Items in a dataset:
§ §

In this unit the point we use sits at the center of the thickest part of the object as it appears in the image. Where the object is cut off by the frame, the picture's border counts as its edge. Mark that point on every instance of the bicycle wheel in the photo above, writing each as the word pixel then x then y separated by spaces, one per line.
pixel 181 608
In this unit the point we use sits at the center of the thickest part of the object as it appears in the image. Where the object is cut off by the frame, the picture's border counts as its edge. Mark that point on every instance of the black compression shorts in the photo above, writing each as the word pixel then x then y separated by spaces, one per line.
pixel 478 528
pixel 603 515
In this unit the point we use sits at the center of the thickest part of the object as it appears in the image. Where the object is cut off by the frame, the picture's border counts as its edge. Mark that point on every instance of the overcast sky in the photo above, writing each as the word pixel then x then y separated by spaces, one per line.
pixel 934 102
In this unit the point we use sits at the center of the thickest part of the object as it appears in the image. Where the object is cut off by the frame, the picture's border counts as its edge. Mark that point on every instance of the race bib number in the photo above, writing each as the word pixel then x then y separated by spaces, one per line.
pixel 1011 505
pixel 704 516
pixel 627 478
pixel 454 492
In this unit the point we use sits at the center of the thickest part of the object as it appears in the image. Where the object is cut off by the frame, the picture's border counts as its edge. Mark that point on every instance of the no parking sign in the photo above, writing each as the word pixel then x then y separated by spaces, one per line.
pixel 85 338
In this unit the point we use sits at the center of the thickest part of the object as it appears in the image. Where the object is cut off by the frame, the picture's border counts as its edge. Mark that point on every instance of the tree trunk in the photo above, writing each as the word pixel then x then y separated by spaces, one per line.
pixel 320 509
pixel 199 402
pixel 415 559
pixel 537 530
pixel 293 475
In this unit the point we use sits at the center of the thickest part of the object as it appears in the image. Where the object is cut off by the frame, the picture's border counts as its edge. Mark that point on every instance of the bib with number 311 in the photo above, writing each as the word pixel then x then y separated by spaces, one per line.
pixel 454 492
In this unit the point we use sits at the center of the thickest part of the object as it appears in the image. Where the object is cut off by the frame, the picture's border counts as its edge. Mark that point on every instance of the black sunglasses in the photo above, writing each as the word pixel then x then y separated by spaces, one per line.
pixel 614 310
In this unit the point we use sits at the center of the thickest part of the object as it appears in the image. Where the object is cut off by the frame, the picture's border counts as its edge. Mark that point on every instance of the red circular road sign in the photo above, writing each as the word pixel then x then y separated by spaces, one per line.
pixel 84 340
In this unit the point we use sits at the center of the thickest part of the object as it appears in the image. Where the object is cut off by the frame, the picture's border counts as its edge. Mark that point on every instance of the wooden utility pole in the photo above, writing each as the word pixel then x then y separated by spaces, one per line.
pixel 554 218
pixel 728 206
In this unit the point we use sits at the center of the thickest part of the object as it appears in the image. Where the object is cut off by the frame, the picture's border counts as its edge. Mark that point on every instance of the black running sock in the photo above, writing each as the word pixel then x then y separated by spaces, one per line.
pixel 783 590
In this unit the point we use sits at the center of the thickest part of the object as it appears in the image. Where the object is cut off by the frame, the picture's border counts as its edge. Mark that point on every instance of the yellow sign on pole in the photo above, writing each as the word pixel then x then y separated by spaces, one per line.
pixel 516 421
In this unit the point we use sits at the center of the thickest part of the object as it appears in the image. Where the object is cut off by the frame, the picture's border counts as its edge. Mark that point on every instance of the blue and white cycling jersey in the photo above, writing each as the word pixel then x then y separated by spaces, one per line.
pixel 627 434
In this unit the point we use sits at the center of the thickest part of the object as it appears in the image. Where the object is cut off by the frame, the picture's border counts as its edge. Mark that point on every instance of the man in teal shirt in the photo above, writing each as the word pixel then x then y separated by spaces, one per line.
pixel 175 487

§ §

Exercise prompt: Recast all of the data above as a two-column CSV with the headers request and answer. Give one row per request, and put each field in double quotes with any line breaks replaced by spaces.

In response:
request,answer
"In this unit the point we use sits at the center of the thickest part of the object as it appears in the image. Where the object is cut off by the frame, the picture's border counts as its edge. Mark that point on every instance of the bicycle wheel in the photo above, writing each as the word pixel then x then y separated by spaces, one per line.","pixel 181 608"
"In this unit the point we use sits at the center of the thickest part of the object as it appears in the image. Where the object is cut off by the frame, the picture's border counts as its edge. Mark that point on every instance of the black compression shorts in the photo above, writing each as the word pixel then x then y separated by spaces, one per line.","pixel 478 528 pixel 603 515"
"In this unit the point we use sits at the center of the thickest part of the object as it appears in the image. Where the object is cut off by the frame, the picture's border counts as its edge. Mark that point on every instance of the overcast sky in the photo above, writing each as the word pixel then x then y separated by spaces, one per line.","pixel 934 102"
"In this unit the point we use sits at the center of the thickest part of the object as it appears in the image. Where the object is cut off by the frame, the picture's border counts as its edge. Mark that point on every instance of the race bib number in the photo above, writing each as the word pixel then x then y separated by spaces, one per line.","pixel 1011 505 pixel 704 516 pixel 627 478 pixel 454 492"
"In this unit the point we use sits at the center of the thickest part of the object as it appears in the image. Where the object is cut off by the frame, the picture's border counts as its edge. Mark that point on every instance of the no parking sign in the photo above, writing each as the word pixel then x then y separated by spaces, one per line.","pixel 85 338"
"In this unit the point we use sits at the center of the thickest part of the object as it appears in the image. Where the object is cut off by the frame, the picture's border counts as its edge. Mark that point on every instance of the tree trunk in the photo above, writing each as the word pixel then x then y separated by spaces, one per line.","pixel 320 509 pixel 199 402 pixel 415 559 pixel 537 530 pixel 293 475"
"In this unit the point we use sits at the center of the thickest part of the object as it appears in the image. Where the object is cut off by the frame, the picture's border counts as its edge. Mark that point on every instance of the bib with number 311 in the photo above, writing each as the word pixel then x then y separated by spaces, one per line.","pixel 454 492"
"In this unit the point we use sits at the center of the thickest part of the object as it appears in the image. Where the object is cut off by the frame, the picture's border counts as its edge. Mark that point on every instance of the black sunglasses in the photo above, writing each as the word pixel then x then y separated by spaces, one per line.","pixel 614 310"
"In this unit the point we use sits at the center of the thickest part of the object as it appears in the image. Where the object is cut off by the frame, the picture's border counts as its edge. Mark that point on every instance of the red circular road sign in the photo above, writing each as the word pixel then x then y separated by spaces, one per line.","pixel 84 340"
"In this unit the point we use sits at the center of the thickest part of the object as it appears in the image. Where the object is cut off by the frame, the picture's border counts as its edge. Mark that point on every instance of the wooden utility pole in the photo above, writing each as the word pixel then x then y separated by spaces, one per line.","pixel 554 218 pixel 728 206"
"In this unit the point we use sits at the center of the thickest part of the object as it appears in the image. Where the object is cut off by the frame, the picture's border counts as its edge. Mark that point on every instance of the black running sock in the photo above, writing each as the word pixel then x then y separated by spaces, one per line.","pixel 783 590"
"In this unit the point we use sits at the center of the thickest part of the object as it appears in the image. Where the object is cut off by the frame, the picture's border counts as its edge. Mark that point on every instance of the yellow sign on pole in the photo above, writing each as the word pixel then x then y separated by spaces, one per line.","pixel 516 421"
"In this unit the point we use sits at the center of the thickest part of the object as it appears in the image. Where the object is cut off by the frame, the picture's border counts as its edge. Mark that point on every instance of the blue and white cycling jersey in the photo above, writing each as the word pixel then x then y separated by spaces, one per line.","pixel 627 434"
"In this unit the point we use sits at the center of the thickest part of the object as it appears in the image. Where the object is cut off by the frame, the picture's border counts as its edge. Mark that point on every instance of the man in teal shirt in the photo above, writing each as the word pixel then x then y separated by spaces, one per line.","pixel 175 487"